▶ **What is needed**
Every line below must be reproduced exactly; no pictures are to be included.

Saved entries:
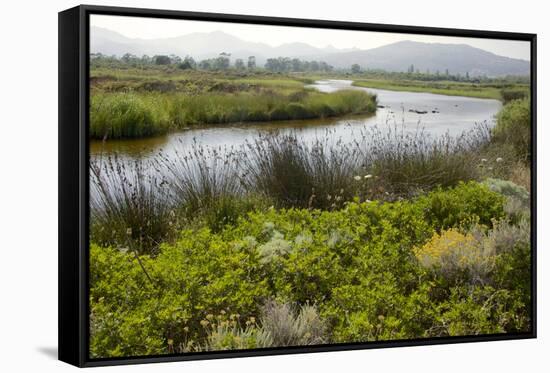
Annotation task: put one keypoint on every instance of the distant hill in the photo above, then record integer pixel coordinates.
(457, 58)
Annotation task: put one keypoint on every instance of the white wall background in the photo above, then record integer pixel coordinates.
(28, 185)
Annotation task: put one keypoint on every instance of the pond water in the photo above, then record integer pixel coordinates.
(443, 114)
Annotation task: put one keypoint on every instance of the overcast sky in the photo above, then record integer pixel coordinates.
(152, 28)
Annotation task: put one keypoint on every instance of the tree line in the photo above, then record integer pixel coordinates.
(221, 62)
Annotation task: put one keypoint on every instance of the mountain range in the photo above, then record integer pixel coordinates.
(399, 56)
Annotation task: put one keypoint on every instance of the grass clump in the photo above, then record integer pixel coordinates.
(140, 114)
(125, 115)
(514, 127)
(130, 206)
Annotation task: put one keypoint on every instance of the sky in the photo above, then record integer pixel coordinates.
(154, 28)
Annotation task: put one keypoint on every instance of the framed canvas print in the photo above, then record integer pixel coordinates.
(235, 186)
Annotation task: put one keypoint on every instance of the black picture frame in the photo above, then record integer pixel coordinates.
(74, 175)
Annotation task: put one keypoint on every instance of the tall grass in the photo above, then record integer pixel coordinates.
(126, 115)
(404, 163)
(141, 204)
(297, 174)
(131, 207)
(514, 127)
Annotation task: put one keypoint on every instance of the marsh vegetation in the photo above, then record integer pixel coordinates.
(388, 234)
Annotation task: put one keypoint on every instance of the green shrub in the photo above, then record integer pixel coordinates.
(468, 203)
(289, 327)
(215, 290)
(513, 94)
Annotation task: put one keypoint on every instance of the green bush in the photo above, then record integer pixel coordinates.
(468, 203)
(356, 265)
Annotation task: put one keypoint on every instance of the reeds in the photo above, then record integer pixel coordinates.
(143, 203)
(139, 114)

▶ **Exercise response**
Annotation task: put one keypoint on every instance of the distant hill in the photo above, then record integer pixel coordinates.
(457, 58)
Annotation task: put one keypoint on every instance of the white wall background in the photo above, then record integer pixel coordinates.
(28, 185)
Annotation task: put one keypoint on every instance of the pond water in the photo above, then record integer pixel coordinates.
(443, 114)
Annotation task: put one keypoint on every instance of the overcast sky in the photo above, then record integer pixel coordinates.
(152, 28)
Annotation task: put one keypoint on every instance of the tree line in the photo above, then record integer pixel coordinates.
(221, 62)
Annotation task: put one keypoint on every instance of the mountain range in the photo above, then record integer pixel coordinates.
(399, 56)
Annotation task: put one keypoint on every instance of the grass clump in the photo above, then record integer pixel coordinates.
(140, 114)
(125, 115)
(514, 127)
(130, 206)
Annotation task: put one keypoint on every instance of the sky in the photo above, then record integer pixel coordinates.
(154, 28)
Annotation task: put one keypoint on every instance of the framed canvas print in the photo above, then record integer pixel coordinates.
(235, 186)
Annotation task: put one keypoint on every instance of the black picture frame in the photo above, then record integer pixel coordinates.
(74, 175)
Annotation task: put one keypoint on every instance of the tall grass in the photo above, then record integer pixel coordinates.
(126, 115)
(404, 163)
(141, 204)
(297, 174)
(131, 207)
(514, 127)
Annotation task: put one keypoint on every instance of the marsh vegetation in the photo above, then record integer pixel coordinates.
(388, 234)
Annotation task: put one keypoint on every instance of the green shrub in the photo above, then record integer pixel coordinates.
(468, 203)
(289, 327)
(215, 290)
(513, 94)
Annotation task: put one keypoint on every instance of the green bush in the photo above, then record integer pixel coordinates.
(468, 203)
(356, 265)
Annotation task: put one keypoint on every instance of the reeds in the photo above, then record integer pixel coordinates.
(143, 203)
(139, 114)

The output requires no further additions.